* Exercise prompt
Copy out the rows below from the line containing "Reviewer note: check that each instance of the pollen" through the end of the rows, both ends included. Leave the pictures out.
═══ Given information ═══
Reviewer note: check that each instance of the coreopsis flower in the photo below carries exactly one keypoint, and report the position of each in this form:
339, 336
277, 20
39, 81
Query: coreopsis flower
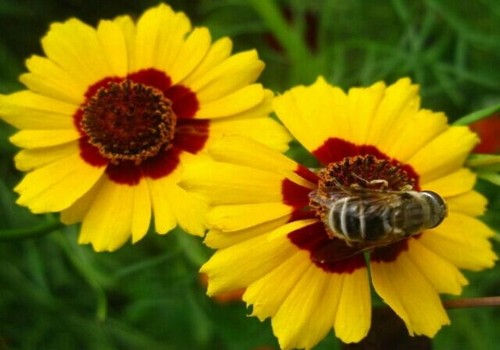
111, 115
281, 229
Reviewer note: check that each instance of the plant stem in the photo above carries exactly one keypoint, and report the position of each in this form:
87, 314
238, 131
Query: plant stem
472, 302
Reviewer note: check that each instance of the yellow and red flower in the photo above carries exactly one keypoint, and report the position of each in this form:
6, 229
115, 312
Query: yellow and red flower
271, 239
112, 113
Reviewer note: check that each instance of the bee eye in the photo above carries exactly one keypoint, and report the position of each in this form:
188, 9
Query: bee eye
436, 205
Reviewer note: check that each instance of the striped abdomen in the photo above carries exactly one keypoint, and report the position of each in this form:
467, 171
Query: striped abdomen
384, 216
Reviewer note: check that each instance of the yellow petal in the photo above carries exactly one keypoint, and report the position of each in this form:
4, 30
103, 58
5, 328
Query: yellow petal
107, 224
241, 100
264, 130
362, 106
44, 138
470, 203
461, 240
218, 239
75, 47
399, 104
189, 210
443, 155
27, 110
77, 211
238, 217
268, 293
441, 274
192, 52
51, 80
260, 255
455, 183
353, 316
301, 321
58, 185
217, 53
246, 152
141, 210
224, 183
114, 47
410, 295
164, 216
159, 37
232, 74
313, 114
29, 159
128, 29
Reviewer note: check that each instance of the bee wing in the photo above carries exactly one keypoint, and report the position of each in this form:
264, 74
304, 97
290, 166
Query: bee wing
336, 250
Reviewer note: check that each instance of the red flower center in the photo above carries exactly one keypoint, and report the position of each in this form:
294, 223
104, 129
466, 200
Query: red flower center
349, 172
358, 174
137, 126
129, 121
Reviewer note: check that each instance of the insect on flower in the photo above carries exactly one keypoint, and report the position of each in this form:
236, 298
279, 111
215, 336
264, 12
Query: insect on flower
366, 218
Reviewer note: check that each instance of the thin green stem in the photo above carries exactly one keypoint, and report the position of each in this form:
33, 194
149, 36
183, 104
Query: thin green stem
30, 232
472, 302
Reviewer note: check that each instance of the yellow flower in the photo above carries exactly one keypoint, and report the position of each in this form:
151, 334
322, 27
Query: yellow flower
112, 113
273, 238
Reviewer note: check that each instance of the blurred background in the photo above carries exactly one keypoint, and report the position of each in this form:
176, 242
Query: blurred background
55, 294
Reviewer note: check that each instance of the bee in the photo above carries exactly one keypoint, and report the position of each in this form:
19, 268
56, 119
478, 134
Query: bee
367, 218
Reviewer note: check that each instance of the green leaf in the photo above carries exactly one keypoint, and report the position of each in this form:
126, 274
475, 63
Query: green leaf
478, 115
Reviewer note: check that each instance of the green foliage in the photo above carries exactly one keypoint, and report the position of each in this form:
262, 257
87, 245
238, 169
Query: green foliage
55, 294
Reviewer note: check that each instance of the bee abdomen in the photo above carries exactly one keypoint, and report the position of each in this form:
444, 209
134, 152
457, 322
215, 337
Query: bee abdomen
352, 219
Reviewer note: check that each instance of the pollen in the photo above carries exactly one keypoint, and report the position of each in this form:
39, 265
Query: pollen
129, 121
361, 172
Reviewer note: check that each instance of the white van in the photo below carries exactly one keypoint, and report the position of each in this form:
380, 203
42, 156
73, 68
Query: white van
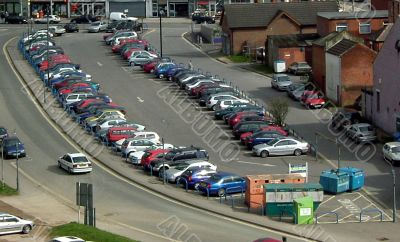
═══
* Task solution
Reviewer note: check that each instance of the pollen in the photo above carries exactly one keypoint, and report the position of each in this form:
39, 265
Query: pollen
129, 121
361, 172
Reviewer note: check that each instance of the white van in the photo below carries exactly one keypoint, and report the position of each in this form:
380, 203
42, 156
73, 68
Query: white van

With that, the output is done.